Work through the records below and copy every line that includes "sneaker".

*** Input data ***

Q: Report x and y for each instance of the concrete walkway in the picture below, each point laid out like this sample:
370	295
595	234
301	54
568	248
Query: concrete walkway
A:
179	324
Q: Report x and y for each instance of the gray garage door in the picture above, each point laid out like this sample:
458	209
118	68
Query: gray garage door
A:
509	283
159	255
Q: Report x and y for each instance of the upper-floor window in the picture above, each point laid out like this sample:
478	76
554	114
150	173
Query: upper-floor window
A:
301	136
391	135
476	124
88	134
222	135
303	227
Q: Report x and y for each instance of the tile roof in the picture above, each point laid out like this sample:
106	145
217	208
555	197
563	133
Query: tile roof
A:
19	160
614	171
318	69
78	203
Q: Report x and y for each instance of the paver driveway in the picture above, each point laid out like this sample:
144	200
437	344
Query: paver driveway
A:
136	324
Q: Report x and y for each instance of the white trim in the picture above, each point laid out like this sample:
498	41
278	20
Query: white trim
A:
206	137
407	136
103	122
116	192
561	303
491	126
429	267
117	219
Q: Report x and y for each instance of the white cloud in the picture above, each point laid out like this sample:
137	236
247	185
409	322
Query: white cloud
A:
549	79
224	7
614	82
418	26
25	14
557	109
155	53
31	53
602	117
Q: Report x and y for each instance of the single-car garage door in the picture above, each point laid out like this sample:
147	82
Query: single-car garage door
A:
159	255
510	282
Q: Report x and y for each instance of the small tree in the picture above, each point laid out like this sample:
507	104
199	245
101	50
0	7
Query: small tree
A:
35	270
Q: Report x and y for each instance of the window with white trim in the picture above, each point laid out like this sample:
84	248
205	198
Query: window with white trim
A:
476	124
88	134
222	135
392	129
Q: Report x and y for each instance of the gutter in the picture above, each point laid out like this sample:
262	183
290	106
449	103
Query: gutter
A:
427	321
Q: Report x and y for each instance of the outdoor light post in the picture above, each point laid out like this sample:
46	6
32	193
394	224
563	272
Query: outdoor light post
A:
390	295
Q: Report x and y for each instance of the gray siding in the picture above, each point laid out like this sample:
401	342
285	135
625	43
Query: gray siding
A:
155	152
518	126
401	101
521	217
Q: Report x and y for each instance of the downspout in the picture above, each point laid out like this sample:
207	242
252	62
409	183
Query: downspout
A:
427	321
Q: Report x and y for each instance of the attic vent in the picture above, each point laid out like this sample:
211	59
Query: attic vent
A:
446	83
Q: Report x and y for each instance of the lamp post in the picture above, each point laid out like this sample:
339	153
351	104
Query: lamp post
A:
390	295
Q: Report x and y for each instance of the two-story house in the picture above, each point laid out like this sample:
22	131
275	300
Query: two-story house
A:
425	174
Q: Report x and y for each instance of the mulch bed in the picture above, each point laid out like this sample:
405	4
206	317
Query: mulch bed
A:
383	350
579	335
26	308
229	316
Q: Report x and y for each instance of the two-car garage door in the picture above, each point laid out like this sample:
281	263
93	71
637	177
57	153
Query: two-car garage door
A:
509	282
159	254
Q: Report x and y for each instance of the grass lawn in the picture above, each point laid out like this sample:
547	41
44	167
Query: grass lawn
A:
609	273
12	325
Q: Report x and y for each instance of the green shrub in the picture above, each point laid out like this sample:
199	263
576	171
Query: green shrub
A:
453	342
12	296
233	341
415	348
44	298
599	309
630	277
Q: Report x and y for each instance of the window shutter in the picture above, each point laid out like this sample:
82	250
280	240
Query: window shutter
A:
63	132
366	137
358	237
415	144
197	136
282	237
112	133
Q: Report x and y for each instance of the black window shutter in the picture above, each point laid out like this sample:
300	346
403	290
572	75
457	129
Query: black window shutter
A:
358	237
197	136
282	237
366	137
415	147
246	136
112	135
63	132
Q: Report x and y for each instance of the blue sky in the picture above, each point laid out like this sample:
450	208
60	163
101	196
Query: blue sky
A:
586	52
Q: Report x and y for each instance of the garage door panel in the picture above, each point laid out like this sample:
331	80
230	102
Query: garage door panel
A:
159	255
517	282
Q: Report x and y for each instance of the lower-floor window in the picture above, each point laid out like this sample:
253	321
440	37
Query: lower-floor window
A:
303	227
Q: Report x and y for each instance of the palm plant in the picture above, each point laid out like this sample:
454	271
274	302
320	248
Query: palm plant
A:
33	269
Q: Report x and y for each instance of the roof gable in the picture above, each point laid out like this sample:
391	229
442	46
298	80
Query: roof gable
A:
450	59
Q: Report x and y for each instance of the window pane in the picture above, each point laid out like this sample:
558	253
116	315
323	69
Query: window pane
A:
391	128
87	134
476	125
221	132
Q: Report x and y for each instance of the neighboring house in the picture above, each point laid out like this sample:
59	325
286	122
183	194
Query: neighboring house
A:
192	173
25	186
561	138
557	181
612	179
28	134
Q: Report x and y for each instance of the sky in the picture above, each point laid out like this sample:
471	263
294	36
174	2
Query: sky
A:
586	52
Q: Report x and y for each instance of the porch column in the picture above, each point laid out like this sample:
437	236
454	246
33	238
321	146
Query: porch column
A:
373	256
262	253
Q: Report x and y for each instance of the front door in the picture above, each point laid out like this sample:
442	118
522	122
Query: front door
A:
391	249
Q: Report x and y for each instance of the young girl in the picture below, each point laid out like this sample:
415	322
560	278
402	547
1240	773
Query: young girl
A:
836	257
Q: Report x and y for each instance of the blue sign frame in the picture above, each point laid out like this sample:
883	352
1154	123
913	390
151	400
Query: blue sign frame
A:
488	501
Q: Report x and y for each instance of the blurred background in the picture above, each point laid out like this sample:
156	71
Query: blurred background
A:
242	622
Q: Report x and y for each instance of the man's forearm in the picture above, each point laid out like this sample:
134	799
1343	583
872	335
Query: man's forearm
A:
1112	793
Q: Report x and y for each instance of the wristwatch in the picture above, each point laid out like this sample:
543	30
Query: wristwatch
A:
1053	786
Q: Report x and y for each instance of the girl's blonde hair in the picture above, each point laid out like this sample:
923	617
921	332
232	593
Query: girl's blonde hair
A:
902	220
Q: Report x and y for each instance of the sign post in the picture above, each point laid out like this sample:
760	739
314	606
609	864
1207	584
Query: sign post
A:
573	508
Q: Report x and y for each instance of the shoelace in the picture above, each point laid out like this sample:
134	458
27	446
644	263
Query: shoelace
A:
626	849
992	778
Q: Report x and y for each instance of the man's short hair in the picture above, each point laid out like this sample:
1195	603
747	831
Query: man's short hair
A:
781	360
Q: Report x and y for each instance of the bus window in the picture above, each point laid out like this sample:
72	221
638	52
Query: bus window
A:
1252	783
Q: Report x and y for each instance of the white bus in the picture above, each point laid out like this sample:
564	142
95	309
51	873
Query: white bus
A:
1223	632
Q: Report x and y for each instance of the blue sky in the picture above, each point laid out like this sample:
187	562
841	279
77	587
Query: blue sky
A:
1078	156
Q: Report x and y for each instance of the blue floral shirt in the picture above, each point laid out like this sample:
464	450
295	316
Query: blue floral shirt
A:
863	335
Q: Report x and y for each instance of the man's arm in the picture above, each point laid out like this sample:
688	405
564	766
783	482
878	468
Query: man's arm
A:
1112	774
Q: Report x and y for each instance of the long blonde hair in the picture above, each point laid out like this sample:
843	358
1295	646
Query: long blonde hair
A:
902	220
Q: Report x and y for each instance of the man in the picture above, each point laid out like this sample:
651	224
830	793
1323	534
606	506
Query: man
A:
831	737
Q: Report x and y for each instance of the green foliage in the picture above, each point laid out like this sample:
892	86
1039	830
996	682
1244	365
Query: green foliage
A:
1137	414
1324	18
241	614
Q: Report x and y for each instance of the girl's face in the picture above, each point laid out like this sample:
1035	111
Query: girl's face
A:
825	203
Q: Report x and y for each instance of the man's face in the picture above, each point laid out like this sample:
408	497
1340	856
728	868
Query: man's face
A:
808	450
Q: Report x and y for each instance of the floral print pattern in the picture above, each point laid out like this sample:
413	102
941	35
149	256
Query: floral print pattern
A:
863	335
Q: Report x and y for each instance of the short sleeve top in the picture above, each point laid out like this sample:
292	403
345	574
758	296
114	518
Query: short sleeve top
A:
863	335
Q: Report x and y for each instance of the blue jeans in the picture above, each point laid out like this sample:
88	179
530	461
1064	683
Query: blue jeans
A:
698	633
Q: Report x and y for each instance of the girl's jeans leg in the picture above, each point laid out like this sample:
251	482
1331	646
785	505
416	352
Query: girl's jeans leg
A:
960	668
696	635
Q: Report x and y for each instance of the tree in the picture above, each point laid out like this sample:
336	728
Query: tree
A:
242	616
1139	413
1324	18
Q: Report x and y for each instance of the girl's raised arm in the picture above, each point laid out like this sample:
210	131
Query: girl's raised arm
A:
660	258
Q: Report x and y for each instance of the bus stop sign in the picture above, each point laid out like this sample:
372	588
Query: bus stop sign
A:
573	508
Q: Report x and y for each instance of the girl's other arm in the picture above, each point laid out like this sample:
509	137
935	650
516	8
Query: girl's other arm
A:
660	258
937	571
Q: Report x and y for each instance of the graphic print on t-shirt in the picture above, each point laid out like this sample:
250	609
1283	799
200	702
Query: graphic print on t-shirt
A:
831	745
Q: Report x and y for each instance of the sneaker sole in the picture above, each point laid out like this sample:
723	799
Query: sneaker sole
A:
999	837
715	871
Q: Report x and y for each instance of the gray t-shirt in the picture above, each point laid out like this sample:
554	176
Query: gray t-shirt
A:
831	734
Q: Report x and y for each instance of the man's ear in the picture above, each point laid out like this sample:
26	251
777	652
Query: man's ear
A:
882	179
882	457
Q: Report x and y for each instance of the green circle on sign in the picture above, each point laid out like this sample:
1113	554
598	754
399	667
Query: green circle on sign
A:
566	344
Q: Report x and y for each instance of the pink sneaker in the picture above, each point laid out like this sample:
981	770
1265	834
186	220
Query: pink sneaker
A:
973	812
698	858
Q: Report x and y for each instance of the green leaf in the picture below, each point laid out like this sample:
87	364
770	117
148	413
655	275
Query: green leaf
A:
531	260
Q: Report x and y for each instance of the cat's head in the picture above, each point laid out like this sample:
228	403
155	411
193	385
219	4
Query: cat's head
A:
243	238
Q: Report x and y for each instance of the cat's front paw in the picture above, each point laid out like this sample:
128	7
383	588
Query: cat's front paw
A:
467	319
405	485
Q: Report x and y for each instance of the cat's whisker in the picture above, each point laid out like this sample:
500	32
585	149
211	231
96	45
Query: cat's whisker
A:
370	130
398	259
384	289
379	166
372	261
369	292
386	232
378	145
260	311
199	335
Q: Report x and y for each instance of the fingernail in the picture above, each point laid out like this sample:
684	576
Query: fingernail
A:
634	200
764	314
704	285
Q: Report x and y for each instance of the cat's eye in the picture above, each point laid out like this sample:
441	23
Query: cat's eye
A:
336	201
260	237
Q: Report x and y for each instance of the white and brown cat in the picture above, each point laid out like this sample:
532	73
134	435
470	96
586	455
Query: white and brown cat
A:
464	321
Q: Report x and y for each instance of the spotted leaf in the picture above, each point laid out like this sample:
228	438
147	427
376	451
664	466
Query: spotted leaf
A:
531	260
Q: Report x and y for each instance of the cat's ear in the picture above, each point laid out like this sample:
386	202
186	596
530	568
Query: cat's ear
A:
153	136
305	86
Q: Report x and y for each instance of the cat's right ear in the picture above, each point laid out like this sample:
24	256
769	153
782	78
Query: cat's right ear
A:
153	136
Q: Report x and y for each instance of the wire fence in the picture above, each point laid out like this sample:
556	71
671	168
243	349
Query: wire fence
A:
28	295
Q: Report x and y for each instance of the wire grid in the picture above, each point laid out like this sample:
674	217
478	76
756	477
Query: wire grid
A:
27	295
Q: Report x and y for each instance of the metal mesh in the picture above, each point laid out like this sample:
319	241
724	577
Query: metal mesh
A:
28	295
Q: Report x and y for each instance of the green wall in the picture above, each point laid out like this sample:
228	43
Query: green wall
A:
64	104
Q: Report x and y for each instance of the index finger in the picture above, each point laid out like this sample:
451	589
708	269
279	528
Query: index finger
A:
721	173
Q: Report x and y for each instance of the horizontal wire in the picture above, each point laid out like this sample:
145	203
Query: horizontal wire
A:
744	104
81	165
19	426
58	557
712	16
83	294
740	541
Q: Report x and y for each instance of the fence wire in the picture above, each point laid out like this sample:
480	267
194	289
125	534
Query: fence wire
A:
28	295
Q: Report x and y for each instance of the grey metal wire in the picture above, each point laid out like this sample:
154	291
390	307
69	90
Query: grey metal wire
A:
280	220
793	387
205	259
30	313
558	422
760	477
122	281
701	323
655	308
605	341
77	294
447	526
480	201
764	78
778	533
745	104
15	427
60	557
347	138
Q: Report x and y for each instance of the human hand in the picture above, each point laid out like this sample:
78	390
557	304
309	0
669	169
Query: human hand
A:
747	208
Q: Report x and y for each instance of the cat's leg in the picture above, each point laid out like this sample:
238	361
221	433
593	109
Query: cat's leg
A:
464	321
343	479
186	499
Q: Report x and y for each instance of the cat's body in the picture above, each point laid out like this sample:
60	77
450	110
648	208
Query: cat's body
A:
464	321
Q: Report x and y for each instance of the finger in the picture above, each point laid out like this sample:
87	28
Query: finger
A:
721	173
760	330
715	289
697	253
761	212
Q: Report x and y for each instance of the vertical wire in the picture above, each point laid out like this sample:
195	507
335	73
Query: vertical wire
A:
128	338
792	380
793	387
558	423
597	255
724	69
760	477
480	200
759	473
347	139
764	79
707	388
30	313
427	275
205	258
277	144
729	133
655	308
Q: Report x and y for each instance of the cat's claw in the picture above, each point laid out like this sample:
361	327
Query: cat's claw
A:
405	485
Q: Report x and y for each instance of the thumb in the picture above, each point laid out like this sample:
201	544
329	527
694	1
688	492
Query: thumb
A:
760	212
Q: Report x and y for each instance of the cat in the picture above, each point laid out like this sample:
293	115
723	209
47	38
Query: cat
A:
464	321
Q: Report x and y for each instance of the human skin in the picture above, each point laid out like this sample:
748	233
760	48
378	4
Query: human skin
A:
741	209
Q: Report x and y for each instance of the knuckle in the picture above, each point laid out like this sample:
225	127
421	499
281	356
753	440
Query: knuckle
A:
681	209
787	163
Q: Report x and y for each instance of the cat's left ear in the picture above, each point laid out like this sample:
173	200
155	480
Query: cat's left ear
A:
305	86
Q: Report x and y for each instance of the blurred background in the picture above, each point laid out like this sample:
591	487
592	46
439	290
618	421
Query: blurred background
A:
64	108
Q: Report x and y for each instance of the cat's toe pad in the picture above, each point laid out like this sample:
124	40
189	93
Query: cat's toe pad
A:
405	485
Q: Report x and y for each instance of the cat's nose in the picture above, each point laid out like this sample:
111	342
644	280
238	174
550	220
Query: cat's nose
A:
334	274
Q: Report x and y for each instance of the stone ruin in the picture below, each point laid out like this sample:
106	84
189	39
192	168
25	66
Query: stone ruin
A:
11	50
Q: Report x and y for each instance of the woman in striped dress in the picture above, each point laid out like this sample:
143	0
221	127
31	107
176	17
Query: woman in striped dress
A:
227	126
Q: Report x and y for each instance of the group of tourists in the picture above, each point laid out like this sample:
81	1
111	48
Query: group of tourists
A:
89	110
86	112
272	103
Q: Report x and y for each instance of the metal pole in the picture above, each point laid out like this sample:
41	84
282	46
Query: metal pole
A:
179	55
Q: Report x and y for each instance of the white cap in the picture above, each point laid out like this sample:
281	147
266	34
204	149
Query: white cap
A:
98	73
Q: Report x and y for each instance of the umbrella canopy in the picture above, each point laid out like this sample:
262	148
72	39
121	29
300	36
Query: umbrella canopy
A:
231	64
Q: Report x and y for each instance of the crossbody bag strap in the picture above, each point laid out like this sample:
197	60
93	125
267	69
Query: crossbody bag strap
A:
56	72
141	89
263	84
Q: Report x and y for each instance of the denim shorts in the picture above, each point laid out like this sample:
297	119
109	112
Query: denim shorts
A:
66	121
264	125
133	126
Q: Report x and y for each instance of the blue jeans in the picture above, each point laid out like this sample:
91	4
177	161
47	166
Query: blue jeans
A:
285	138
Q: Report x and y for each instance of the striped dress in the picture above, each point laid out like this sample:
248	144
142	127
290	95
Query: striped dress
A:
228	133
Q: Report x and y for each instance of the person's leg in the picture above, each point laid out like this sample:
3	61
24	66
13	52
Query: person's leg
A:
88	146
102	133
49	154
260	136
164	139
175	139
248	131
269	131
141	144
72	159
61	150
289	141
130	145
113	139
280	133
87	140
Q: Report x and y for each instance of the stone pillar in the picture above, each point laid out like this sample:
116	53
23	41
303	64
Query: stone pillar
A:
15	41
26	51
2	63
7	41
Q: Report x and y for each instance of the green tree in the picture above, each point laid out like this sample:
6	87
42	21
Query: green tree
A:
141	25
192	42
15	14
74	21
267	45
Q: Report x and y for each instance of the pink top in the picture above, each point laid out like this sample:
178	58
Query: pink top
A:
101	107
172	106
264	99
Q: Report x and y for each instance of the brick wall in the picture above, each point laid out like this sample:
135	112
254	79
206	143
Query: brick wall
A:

***

▶ [Written reply]
Q: Report x and y for each instance of the sneaker sole in the picture above, each point laid out like this sample:
Query: sneaker sole
Q: Report x and y for each instance of the pink sneaker in the picture above, each point laid out like this sample:
Query: pink sneaker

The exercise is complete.